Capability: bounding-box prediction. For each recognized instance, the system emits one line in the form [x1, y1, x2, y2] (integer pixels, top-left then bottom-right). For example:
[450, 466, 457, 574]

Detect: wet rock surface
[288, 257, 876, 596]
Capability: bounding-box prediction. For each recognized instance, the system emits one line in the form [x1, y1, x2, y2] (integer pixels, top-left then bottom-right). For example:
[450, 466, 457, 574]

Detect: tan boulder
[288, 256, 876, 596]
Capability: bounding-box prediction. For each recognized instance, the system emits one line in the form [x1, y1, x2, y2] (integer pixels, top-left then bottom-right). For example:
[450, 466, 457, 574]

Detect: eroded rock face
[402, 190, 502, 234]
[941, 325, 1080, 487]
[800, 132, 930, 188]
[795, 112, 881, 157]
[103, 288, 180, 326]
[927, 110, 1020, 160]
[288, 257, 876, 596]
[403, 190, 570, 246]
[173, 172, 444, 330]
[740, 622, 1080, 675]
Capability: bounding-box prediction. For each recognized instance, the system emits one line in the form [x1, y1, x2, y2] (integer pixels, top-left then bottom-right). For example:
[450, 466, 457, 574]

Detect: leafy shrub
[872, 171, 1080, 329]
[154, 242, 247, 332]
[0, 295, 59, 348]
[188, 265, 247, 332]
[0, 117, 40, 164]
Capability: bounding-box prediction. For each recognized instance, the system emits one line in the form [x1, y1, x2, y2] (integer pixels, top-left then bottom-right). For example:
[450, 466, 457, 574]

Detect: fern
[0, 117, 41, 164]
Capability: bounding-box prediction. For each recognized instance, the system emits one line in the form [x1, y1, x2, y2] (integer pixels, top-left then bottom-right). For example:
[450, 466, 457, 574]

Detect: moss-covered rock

::::

What you should do:
Reproduce all of the rows above word for word, with no changes.

Exercise output:
Capability: bounding-box prediction. For each recognized instance, the system emits one line in the form [x1, y1, x2, y2] (integer pixels, top-left then bottom-right). For example:
[450, 466, 457, 574]

Detect: wet rock surface
[288, 257, 876, 596]
Capability: bounding-box prediction. For each recognized instance, the system emits one line in the form [x1, y1, x2, y2] (integer pixels, top-left then bottom-right). For example:
[450, 466, 457, 574]

Detect: tan boulder
[288, 256, 876, 596]
Capability: bounding-box prediction. For each recognized instance, the system emits one line in the form [x1, y1, x2, y2] (integer pixels, top-left then bottom-right). For example:
[450, 466, 457, 574]

Detect: eroded rock face
[402, 190, 502, 234]
[941, 325, 1080, 487]
[800, 132, 930, 188]
[795, 112, 881, 157]
[103, 288, 180, 326]
[927, 110, 1020, 160]
[288, 257, 876, 596]
[403, 190, 570, 246]
[173, 172, 444, 330]
[740, 622, 1080, 675]
Capability: bounding-box prediction. For each recognized instance, the system emits one line in the form [x1, y1, x2, y2] (integer pixels, top-left then bottom-right). For example:
[450, 466, 457, 574]

Detect: leafy shrub
[872, 171, 1080, 329]
[154, 242, 247, 332]
[0, 295, 59, 348]
[188, 265, 247, 332]
[0, 117, 40, 164]
Capability: bounding-box prediction. For each recognized instance, the system emits one line in the form [x1, y1, x2, y2] (integer pixels, top-left then bottom-right). For example:
[450, 466, 457, 574]

Detect: fern
[0, 117, 41, 164]
Capability: bounding-box prediction. For each recognized instance, the system emits one line in the form [x1, y1, x2, y2] (integer pixels, top-left then bottom-right). For example:
[450, 466, 457, 574]

Detect: moss-covered rock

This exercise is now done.